Task requirements:
a – Answer these questions from the column about Isko Moreno, giving each answer on its own line marked the same way.
(i) In what year did the writer first meet Isko Moreno, and what position did he hold then?
(ii) For which newspaper was the writer covering city hall at that time?
(iii) Who was mayor of Manila in 2007, when Isko Moreno was vice mayor?
b – Decide whether each statement agrees with the column about Isko Moreno. Answer yes or no, and quote the words from the column that settle it.
(i) The writer was a member of the Manila City Hall Reporters’ Association.
(ii) Danny Lacuna succeeded in patching things up between the writer and the councilor.
(iii) Isko Moreno served as acting mayor while Mayor Lim was on a trip to the United States.
c – Continue the column about Isko Moreno, starting after its last paragraph.

Given text:
□ □ □ □ □
Practicing Practicality

Practicing Practicality

Manila City Mayor Isko Moreno gestures his signature No. 1 sign after declaring his bid to run for president in a speech at a public school in the slum area near the place where he grew up in Tondo last September 22, 2021. (Photo courtesy by AP)

I would rather fail doing something than fail doing nothing.

— Manila mayor Francisco Domagoso

IF there is one thing I know about Manila Mayor Francisco Domagoso, or Isko Moreno, is that he is a very practical man.

That’s according to my view because in analyzing his rise from being a poor boy in Tondo to now presently Manila’s local chief executive, he has practically climbed his way to success by using his wits and learning from the past and the present.

I first met our ‘rock star’ mayor in 1998 when he was just a councilman. I was then a member of the Manila City Hall Reporters’ Association (MACHRA) under the leadership of my colleague, Itchie Cabayan of People’s Journal, and covering city hall for Times Journal, the former flagship newspaper of the Philippine Journalists Incorporated (PJI), or Journal Group of Publications.

But it was after more than half a decade when I really got acquainted with Isko—the actor and the politician. I was close to then-vice mayor Danny Lacuna and when at one time I had some differences with the councilor, it was Danny who tried to patch things up between us. But that failed because young as he was, I felt Isko would not stoop down to someone like me who was a mere senior writer of PJI.

Again years past and I caught up with the councilman in 2007 when he was vice mayor of Manila under the leadership of the venerable mayor (and my mentor) Alfredo Siojo Lim. Lim took me under his wing as a consultant for media affairs in his administration and I considered then as my primary duty was to help the mayor in writing press releases and articles that advertised his good deeds and policies as Manila’s local chief executive.

Then one time that Mayor Lim was away on a trip to the United States, Isko was given the task to perform as acting mayor, and with that, I took it as my responsibility to write about the acting mayor’s deeds while Lim was away. Unfortunately, we again had a row—or more precisely, I had some misgivings from his staff who told me that the articles I wrote should first be approved before I could farm them out to the various media outlets covering city hall.

For me, that was an insult because I always considered a journalist being independent of the government’s control or from any politician at that.
□ □ □ □ □
Extracted data:
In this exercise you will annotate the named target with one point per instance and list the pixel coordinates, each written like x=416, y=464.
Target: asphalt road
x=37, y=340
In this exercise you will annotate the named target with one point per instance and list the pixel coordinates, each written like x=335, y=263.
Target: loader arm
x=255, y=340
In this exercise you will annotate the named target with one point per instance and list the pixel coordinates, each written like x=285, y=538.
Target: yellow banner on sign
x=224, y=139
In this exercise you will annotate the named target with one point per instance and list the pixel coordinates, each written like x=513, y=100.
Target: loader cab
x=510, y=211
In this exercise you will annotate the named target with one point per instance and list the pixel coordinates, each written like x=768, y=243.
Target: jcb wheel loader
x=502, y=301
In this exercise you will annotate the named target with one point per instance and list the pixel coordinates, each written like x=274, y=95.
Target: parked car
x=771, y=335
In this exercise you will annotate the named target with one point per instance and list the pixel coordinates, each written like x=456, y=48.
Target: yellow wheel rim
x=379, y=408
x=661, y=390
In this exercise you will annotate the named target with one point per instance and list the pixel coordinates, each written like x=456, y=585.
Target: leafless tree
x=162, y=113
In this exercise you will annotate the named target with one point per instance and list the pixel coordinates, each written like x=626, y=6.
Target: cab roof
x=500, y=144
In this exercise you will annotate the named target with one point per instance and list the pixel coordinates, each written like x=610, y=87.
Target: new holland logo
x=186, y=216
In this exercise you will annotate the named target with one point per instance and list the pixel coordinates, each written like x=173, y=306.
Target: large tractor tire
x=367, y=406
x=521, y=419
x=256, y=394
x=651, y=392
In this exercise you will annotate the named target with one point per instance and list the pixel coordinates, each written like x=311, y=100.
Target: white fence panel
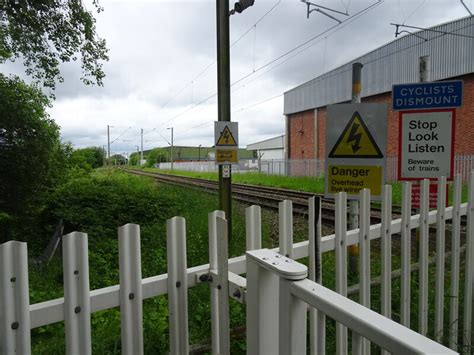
x=14, y=299
x=424, y=253
x=317, y=318
x=131, y=311
x=177, y=285
x=455, y=245
x=285, y=212
x=440, y=259
x=77, y=307
x=341, y=264
x=405, y=255
x=469, y=267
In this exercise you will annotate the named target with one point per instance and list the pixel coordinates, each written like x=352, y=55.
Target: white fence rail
x=463, y=165
x=283, y=314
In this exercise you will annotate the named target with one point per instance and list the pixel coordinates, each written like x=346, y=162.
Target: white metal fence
x=271, y=314
x=463, y=165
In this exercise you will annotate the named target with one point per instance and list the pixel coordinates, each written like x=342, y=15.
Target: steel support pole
x=171, y=151
x=223, y=102
x=108, y=145
x=141, y=145
x=354, y=204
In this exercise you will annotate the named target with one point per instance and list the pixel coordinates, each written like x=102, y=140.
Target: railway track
x=259, y=195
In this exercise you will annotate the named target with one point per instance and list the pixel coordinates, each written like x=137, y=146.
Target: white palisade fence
x=277, y=289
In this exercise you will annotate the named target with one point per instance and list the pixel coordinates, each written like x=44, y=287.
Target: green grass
x=298, y=183
x=98, y=205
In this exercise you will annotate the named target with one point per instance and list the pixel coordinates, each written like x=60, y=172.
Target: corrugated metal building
x=450, y=48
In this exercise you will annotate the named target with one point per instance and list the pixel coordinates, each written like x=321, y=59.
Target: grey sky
x=158, y=47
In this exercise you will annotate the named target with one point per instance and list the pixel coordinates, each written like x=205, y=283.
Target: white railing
x=277, y=294
x=17, y=317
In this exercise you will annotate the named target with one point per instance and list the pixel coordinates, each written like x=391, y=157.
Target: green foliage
x=46, y=33
x=156, y=155
x=31, y=154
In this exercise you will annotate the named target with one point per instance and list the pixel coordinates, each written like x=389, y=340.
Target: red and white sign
x=433, y=192
x=426, y=144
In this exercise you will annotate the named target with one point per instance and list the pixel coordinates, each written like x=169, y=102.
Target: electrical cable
x=120, y=135
x=215, y=61
x=356, y=15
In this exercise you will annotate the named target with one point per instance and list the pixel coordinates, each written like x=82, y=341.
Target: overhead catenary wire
x=120, y=135
x=356, y=15
x=397, y=25
x=191, y=82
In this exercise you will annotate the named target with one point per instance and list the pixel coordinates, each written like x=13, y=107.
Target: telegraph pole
x=141, y=155
x=354, y=204
x=223, y=102
x=108, y=145
x=171, y=151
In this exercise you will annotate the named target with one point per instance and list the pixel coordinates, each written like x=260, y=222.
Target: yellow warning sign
x=352, y=179
x=226, y=138
x=355, y=141
x=226, y=156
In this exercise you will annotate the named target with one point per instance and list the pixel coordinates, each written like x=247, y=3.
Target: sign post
x=427, y=122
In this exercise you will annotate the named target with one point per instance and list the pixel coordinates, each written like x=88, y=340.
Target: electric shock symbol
x=356, y=141
x=354, y=137
x=226, y=138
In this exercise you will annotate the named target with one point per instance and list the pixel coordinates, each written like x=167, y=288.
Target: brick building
x=450, y=51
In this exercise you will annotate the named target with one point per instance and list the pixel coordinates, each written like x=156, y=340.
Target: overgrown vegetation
x=99, y=203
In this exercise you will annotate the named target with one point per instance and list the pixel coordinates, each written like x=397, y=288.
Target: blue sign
x=442, y=94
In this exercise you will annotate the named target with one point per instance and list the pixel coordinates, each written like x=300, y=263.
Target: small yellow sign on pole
x=226, y=156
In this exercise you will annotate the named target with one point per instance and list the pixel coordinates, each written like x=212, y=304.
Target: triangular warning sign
x=226, y=138
x=356, y=141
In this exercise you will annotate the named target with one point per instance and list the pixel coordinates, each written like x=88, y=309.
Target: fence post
x=14, y=299
x=292, y=321
x=424, y=254
x=285, y=214
x=131, y=311
x=222, y=284
x=455, y=245
x=268, y=322
x=341, y=264
x=177, y=285
x=317, y=318
x=386, y=244
x=213, y=266
x=406, y=255
x=469, y=273
x=440, y=256
x=76, y=294
x=364, y=258
x=253, y=227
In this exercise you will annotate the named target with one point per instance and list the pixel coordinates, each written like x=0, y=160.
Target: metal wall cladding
x=394, y=63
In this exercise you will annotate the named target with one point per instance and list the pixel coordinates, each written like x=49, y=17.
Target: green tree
x=45, y=33
x=156, y=155
x=32, y=158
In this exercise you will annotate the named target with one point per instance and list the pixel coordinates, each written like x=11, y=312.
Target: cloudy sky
x=162, y=68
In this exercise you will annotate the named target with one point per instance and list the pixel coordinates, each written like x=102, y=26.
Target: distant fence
x=463, y=164
x=211, y=166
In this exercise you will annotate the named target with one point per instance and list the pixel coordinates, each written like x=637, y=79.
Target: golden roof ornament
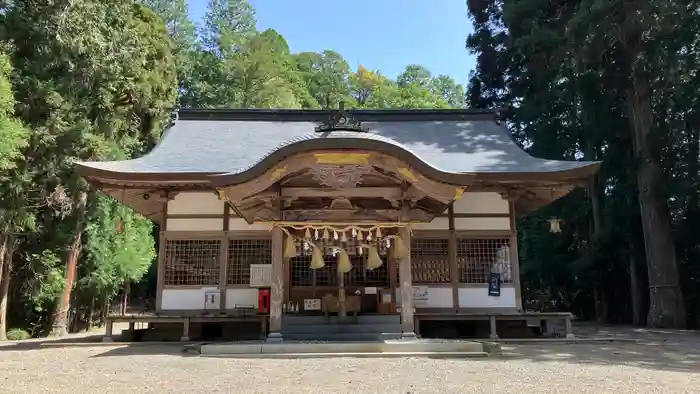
x=555, y=225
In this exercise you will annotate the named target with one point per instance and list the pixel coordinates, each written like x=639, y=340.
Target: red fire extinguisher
x=264, y=300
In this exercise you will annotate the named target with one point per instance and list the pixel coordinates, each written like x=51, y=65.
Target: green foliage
x=614, y=81
x=13, y=135
x=119, y=247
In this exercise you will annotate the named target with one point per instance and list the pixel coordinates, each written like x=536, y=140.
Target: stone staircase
x=367, y=328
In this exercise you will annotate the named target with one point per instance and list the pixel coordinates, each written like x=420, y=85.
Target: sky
x=384, y=35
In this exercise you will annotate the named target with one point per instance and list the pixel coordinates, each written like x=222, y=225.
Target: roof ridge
x=320, y=115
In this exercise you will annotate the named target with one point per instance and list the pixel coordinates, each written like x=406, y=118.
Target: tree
x=103, y=82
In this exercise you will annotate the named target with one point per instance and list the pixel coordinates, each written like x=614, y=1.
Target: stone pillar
x=277, y=287
x=407, y=324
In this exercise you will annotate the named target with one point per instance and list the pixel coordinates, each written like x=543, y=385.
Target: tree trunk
x=125, y=298
x=666, y=299
x=60, y=316
x=6, y=252
x=635, y=289
x=593, y=192
x=91, y=314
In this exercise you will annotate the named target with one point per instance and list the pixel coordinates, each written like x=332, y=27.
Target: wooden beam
x=393, y=193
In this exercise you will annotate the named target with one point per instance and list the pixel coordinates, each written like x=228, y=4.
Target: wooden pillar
x=493, y=332
x=393, y=279
x=223, y=259
x=185, y=330
x=514, y=260
x=277, y=288
x=108, y=331
x=160, y=283
x=342, y=306
x=569, y=328
x=407, y=323
x=452, y=257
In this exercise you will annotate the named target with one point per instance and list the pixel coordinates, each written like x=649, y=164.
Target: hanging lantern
x=373, y=259
x=554, y=225
x=400, y=248
x=290, y=248
x=344, y=264
x=317, y=260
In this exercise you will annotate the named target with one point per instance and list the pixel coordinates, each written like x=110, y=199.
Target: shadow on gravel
x=650, y=355
x=105, y=349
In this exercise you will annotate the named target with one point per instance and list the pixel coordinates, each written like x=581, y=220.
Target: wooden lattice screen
x=241, y=254
x=476, y=258
x=192, y=262
x=430, y=261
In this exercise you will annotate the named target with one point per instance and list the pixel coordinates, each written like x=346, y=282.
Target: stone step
x=339, y=328
x=287, y=356
x=291, y=319
x=344, y=348
x=342, y=336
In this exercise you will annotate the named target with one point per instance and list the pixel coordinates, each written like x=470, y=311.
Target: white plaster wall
x=196, y=203
x=200, y=224
x=184, y=299
x=478, y=297
x=481, y=203
x=241, y=297
x=438, y=297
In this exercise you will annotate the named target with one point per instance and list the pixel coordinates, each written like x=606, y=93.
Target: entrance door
x=306, y=283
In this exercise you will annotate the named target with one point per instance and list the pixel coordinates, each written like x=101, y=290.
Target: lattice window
x=244, y=252
x=192, y=262
x=430, y=261
x=476, y=258
x=301, y=274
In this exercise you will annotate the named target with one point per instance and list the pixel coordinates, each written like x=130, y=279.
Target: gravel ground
x=663, y=362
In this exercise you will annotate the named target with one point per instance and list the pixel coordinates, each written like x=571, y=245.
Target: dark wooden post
x=407, y=323
x=277, y=287
x=452, y=257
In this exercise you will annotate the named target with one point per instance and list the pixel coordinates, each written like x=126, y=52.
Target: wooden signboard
x=495, y=284
x=260, y=275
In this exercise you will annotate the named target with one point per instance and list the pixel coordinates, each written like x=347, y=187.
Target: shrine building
x=299, y=219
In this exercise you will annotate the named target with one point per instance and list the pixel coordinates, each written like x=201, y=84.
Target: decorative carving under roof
x=339, y=176
x=339, y=120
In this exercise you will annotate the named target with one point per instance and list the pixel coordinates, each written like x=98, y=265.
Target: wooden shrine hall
x=298, y=219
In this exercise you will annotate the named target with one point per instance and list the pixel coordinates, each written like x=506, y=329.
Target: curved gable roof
x=445, y=142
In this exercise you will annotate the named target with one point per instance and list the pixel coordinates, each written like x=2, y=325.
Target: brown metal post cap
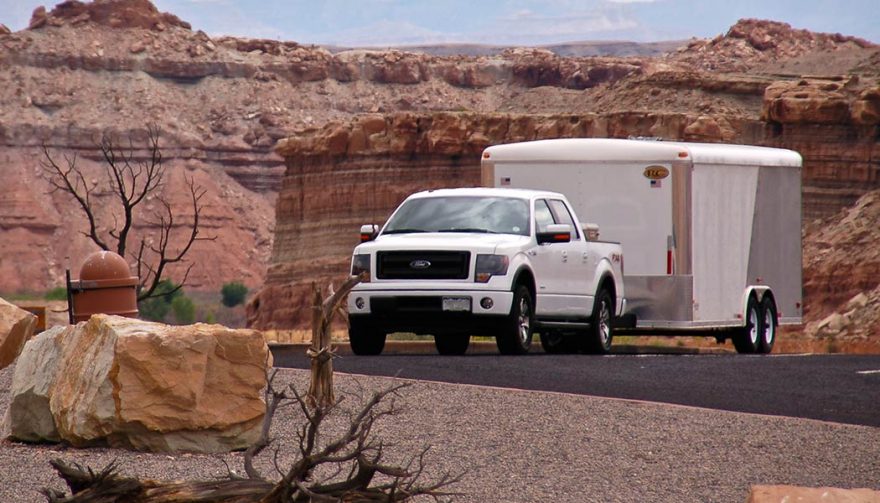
x=104, y=265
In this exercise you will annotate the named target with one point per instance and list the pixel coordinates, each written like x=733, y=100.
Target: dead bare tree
x=131, y=180
x=321, y=349
x=348, y=467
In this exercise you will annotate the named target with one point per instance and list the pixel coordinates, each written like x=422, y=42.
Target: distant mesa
x=113, y=13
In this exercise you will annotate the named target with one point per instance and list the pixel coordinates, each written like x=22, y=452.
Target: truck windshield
x=501, y=215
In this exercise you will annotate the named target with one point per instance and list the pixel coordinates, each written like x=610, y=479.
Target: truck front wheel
x=598, y=337
x=365, y=341
x=516, y=339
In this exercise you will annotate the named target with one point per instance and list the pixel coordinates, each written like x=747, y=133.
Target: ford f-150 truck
x=505, y=263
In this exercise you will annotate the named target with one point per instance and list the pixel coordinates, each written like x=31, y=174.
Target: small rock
x=834, y=322
x=859, y=301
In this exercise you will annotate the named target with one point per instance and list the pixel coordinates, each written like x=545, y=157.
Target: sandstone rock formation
x=140, y=385
x=16, y=327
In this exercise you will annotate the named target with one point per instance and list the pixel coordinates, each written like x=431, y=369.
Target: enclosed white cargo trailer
x=711, y=233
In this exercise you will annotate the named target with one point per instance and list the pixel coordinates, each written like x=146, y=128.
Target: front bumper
x=421, y=311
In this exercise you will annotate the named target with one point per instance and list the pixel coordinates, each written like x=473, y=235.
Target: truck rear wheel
x=745, y=339
x=365, y=341
x=452, y=344
x=598, y=337
x=516, y=338
x=768, y=332
x=555, y=342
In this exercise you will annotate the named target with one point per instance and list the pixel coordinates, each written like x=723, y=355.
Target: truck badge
x=656, y=172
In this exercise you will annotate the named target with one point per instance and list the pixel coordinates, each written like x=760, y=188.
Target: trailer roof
x=607, y=149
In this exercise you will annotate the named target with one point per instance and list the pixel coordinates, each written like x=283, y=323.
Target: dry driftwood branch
□ □ □ □ □
Task-by-task outputs:
a –
(i) 1998; he was a councilman.
(ii) Times Journal.
(iii) Alfredo Siojo Lim.

b –
(i) Yes: "I was then a member of the Manila City Hall Reporters’ Association (MACHRA)"
(ii) No: "But that failed"
(iii) Yes: "Then one time that Mayor Lim was away on a trip to the United States, Isko was given the task to perform as acting mayor"

c –
And again years past and Isko and I once more met and he was now mayor of Manila. I again brushed elbows with him at the Kapihan sa Manila Bay hosted by our colleague Marichu Villanueva and held at my late friend Larry Cruz’s restaurant Café Adriatico. I actually waited for Isko to arrive and when he did arrive, welcomed him by saying sorry about the differences we’ve had in the past as an overture and show of respect. He smiled and merely said to forget them. But he did tell me to help him now that he was mayor. This again happened at the Kapihan sa Manila Hotel, where Isko again asked for support and even told me to visit him in his office in city hall.

Honestly, I tried one time to see the mayor but apparently, nobody can just visit him in his office as ‘cordon sanitaire’ has been put in place to disallow anyone from seeing him. And in a second attempt—to complain about a barangay kagawad (named Cecil Magayones), who was working as a liaison in my son-in-law’s company but stole some money and a package—I once again failed to talk to Isko, apart from touching elbows with him after he gave his usual morning message on a Monday flag ceremony at the Bonifacio shrine near city hall.

Fortunately, I was able to narrate my son-in-law’s problem with vice mayor Maria Sheilah ‘Honey’ Honrado Lacuna-Pangan, who assured me that any barangay kagawad in Manila wouldn’t have the gall to do such an infraction. But the truth is that the crime was done already and surprisingly, the barangay chairman sided with his errant barangay councilman (you read it right, ma’am Arlene Divinagracia).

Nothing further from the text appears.